TÂCHES À RÉALISER:
- A) Pour chacun des énoncés suivants, répondez par oui ou par non selon qu'il concorde ou non avec le passage sur la géologie de Briançon, puis citez textuellement les mots du passage qui tranchent. (i) La vallée de la Guisane suit longitudinalement la marge orientale de la zone houillère. (ii) Les couches de la montagne de la Grande Peyrolle se prolongent vers le sud au-delà du Fort des Salettes. (iii) La Durance entaille en gorge profonde le verrou qui porte la vieille ville.
- B) Rédigez la suite du passage sur la géologie de Briançon, en reprenant juste après sa dernière phrase.

EXTRAIT DU DOCUMENT:
Briançon, Trois-Têtes, Randouillet |
La ville de Briançon est bâtie au confluent de la vallée de la Guisane et de celle de la Durance, aux confins orientaux de la zone houillère briançonnaise. Alors que la première de ces deux vallées, largement ouverte, suit longitudinalement la marge orientale de la zone houillère, la seconde coupe orthogonalement les reliefs calcaires des chaînons du Briançonnais oriental, c'est-à-dire situés à l'est de cette zone houillère.
La ville de Briançon et le cours supérieur de la Durance (débouché de la trouée du col frontalier du Montgenèvre), vus de l'ouest, d'avion. |
Effectivement la ville haute est bâtie au pied de l'extrémité méridionale du plus occidental de ces chaînons, celui de la Grande Peyrolle : il la domine par les abrupts de la Croix de Toulouse qui ont été entaillés par le creusement en gorge du lit de la Durance.
Les terrains qui constituent cette montagne représentent le prolongement méridional de l'unité de Roche Gauthier. Elle constitue ici la couverture mésozoïque, relativement autochtone, de la zone houillère et se caractérise par une succession carbonatée "classique" comportant du Trias moyen reposant sur une semelle siliceuse de quartzites et de Verrucano en contact normal ("stratigraphique ") sur le Houiller (voir plus de détails à la page "Peyrolle").
La ville de Briançon et son cadre montagneux sud-oriental, vus de l'ouest depuis le sommet de Prorel. (suite de cette vue vers la droite à la page "Grande Maye") (hr) = terrains houillers, masqués par les alluvions quaternaires, du substratum de l'unité de Roche Gauthier (au pied de la Croix de Toulouse). grandes cassures : f.A = faille des Acles ; f.Cl = faille de La Clarée ; ac.B = accident transverse de Briançon ; f.pB = faille du Pont Baldy (= prolongement de la faille de Lenlon, décalé par l'accident de Briançon) ; f.rG = faille du Rocher Gafouille. u.tm = unités briançonnaises de type "classique" (à semelle de Trias moyen) de la gorge amont de la Cerveyrette (voir la page"Lausette") n.G = nappe de la Crête des Granges (en rive gauche de la Cerveyrette),de type "Peyre Haute" (à semelle de Norien) ; subdivisions de cette nappe en rive droite de la Cerveyrette : u.Gi = unité de l'infernet ; u.Gs = unité de La Seyte ; u.Gr = unité du Randouillet. |
Mais ces couches ne se poursuivent pas vers le sud au delà du Fort des Salettes et des éboulis qui garnissent son pied, qui supportent les faubourgs septentrionaux de la ville ainsi que le tracé de la N.94. En effet la vieille ville, ainsi que sa citadelle, sont installées sur un verrou que la Durance entaille en une gorge profonde : or les couches qui arment ce verrou sont à l'est (en amont) des dolomies noriennes et à l'ouest (en aval) des calcaires plaquetés à zones siliceuses du Malm - Néocomien. Cette succession se rapproche de celles du "type Peyre Haute" par l'âge norien de ses dolomies. Elle est plus précisément caractéristique de la nappe de la crête des Granges, qui aboutit ici, depuis le sud, en traversant la vallée de la Cerveyrette (voir la page "Infernet"), après avoir armé la crête de La Grande Maye.

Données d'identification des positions

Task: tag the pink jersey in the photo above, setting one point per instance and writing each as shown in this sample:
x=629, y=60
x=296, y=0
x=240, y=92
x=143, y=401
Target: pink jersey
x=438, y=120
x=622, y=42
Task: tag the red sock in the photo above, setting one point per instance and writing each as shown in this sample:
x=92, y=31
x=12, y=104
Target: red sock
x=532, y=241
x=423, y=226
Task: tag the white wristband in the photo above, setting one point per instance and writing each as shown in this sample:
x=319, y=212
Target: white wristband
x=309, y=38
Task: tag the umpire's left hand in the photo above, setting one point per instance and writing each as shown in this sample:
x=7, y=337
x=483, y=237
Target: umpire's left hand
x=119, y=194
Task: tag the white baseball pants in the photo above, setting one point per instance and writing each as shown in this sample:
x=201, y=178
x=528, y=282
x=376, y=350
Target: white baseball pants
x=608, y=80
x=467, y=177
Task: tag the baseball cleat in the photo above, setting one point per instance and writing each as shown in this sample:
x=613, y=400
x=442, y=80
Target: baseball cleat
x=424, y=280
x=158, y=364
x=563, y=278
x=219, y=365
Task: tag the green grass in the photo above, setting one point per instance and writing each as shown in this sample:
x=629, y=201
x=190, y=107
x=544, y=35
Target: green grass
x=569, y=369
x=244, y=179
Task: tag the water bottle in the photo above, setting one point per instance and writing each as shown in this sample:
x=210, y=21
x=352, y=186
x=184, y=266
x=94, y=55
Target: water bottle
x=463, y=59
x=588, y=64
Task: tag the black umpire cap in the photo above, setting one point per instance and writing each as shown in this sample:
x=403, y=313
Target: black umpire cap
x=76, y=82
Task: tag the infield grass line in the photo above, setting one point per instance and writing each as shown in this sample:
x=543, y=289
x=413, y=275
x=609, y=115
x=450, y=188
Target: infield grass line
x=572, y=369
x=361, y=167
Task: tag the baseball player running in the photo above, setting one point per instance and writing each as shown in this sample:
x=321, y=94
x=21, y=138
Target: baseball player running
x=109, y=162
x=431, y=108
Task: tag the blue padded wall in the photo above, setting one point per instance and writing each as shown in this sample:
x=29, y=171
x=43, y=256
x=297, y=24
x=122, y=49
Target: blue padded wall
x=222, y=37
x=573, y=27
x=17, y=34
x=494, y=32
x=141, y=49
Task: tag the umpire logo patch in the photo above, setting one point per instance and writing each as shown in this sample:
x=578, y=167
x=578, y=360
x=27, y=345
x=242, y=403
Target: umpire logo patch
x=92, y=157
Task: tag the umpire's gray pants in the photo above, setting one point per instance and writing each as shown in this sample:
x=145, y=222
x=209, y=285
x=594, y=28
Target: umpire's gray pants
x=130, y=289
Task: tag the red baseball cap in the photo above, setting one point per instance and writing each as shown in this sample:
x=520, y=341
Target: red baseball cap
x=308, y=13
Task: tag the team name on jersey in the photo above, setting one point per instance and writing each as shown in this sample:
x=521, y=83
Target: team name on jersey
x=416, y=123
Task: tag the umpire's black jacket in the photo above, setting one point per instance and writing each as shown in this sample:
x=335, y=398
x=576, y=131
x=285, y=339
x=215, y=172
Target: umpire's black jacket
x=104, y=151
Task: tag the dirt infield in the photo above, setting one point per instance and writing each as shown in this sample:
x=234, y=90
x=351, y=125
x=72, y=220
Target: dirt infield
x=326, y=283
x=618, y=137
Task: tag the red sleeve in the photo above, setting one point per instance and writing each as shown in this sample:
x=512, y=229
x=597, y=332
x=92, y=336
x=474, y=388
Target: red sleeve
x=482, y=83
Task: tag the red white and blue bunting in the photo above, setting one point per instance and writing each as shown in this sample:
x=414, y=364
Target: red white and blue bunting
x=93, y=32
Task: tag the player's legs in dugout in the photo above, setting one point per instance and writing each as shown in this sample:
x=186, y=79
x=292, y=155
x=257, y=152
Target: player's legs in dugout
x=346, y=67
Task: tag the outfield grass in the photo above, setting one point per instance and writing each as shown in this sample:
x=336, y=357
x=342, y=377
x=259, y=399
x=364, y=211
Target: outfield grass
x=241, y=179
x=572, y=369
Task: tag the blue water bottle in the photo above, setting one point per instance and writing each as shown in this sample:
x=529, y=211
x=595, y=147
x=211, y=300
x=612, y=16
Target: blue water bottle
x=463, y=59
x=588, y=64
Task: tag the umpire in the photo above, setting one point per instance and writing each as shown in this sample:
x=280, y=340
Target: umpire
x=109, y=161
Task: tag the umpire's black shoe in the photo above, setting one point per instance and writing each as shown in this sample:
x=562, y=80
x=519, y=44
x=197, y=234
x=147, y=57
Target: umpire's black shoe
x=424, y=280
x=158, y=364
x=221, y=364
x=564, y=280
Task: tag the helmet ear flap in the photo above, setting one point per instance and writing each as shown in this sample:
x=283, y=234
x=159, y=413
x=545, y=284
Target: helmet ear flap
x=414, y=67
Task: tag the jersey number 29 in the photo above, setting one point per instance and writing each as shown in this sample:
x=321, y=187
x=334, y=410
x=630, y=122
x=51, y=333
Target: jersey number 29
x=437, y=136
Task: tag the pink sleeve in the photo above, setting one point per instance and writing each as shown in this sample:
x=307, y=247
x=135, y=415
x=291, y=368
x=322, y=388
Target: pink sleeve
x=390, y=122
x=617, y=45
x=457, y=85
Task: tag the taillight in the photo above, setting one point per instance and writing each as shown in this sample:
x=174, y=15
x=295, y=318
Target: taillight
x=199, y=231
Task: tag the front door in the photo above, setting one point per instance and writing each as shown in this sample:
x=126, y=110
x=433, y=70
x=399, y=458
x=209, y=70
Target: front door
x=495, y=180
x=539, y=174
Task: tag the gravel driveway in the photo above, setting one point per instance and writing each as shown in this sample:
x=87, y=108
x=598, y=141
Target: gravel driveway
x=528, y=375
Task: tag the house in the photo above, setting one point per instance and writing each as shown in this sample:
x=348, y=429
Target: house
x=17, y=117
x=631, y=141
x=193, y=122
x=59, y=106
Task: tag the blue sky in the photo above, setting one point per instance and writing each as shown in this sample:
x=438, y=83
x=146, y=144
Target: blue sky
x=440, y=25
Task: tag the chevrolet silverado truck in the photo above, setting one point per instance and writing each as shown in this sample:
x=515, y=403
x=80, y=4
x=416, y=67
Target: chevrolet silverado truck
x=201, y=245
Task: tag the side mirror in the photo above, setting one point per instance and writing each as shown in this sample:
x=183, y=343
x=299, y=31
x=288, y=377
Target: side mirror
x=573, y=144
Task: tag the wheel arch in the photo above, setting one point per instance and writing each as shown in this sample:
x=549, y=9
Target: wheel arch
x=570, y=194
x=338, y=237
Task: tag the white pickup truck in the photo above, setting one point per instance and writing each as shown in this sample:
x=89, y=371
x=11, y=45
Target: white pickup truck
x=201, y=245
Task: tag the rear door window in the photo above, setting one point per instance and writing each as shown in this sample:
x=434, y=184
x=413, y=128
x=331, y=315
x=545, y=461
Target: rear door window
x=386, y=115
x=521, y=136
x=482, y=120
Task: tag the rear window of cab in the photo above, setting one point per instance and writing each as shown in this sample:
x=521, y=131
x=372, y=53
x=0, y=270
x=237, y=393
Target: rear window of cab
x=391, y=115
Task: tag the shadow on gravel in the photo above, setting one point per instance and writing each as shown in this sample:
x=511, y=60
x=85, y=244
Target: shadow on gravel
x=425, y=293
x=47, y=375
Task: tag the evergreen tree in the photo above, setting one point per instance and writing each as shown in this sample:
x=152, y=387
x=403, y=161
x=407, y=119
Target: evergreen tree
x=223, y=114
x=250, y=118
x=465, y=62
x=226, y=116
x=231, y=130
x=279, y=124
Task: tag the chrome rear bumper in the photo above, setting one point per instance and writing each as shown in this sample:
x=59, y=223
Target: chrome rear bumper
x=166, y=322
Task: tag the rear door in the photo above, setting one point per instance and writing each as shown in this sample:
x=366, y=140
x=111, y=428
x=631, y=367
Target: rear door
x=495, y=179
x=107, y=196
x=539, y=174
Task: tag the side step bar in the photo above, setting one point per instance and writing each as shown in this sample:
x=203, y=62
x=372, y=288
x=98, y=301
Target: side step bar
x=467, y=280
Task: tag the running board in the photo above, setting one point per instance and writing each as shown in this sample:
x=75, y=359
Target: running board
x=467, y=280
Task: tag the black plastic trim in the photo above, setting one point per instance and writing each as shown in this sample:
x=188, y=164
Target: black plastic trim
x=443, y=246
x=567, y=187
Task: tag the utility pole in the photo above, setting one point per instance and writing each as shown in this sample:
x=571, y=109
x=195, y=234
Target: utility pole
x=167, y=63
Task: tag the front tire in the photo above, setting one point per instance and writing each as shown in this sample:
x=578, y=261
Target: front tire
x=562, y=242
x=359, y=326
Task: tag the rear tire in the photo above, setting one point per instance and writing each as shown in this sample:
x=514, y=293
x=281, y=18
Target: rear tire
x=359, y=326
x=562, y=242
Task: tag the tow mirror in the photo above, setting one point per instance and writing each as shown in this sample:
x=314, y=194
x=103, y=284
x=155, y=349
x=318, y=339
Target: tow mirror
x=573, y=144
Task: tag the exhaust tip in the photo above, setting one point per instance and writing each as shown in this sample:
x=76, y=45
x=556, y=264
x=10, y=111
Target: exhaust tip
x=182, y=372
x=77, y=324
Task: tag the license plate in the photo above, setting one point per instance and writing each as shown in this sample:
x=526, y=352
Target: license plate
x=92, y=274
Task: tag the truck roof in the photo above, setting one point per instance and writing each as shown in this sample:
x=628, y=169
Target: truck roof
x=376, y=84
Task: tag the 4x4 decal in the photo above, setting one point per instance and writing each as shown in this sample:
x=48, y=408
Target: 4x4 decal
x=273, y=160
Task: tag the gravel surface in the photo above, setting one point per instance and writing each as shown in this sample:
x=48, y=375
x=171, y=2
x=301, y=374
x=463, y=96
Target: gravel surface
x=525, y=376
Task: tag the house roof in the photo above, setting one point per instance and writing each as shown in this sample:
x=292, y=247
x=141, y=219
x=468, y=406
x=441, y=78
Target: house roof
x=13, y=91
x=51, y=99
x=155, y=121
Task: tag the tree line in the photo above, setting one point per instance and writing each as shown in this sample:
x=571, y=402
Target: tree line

RÉSULTATS PAR TÂCHE:
- A)
(i) Oui : « la première de ces deux vallées, largement ouverte, suit longitudinalement la marge orientale de la zone houillère »
(ii) Non : « ces couches ne se poursuivent pas vers le sud au delà du Fort des Salettes »
(iii) Oui : « la vieille ville, ainsi que sa citadelle, sont installées sur un verrou que la Durance entaille en une gorge profonde »

- B)
Au nord de la N.94 cette succession semble trouver son prolongement plus à l'est que le fort des Salettes, dans l'unité de l'Enrouye qu'entaillent les ravins du versant oriental de la crête de Peyrolle. Il y a donc là un accident tectonique qui sépare l'unité tectonique de la Croix de Toulouse de celle à laquelle appartient la vieille ville. Le tracé de cet accident de Briançon, tel qu'il résulte de la cartographie des lieux, passe à peu près à mi-distance du cours de la Durance et de la route N.94, ce qui lui donne une orientation sensiblement N70 (voir la carte structurale ci-après et, pour plus de détails, la page "Peyrolle"). C'est à l'évidence cet accident qui a dirigé le cours de la Durance en amont de la vieille ville, même si ce dernier s'inscrit maintenant un peu plus au sud que le tracé de la cassure qu'il a dû suivre originellement (ce genre de décalage au cours du temps est en effet un phénomène extrêmement classique).
L'accident de Briançon est partout masqué par des formations quaternaires superficielles (éboulis, moraine), de sorte que sa nature exacte est quelque peu énigmatique. Son tracé rectiligne et la comparaison de ses deux lèvres suggèrent que c'est un décrochement dextre décalant vers l'ouest, dans son compartiment méridional, l'unité de l'Enrouye et la faille de Lenlon.
En effet les escarpements calcaires de la Citadelle sont séparés des pentes de Sainte-Catherine (formées de de grès houillers) par une faille sub-verticale que l'on suit vers le sud jusqu'au lit de la Cerveyrette (qui la traverse obliquement au Pont Baldy) : cette faille du Pont Baldy a tout pour correspondre à celle de Lenlon, à ceci près que sa lèvre occidentale ne montre que du Houiller sans trace des terrains mésozoïques de sa couverture ...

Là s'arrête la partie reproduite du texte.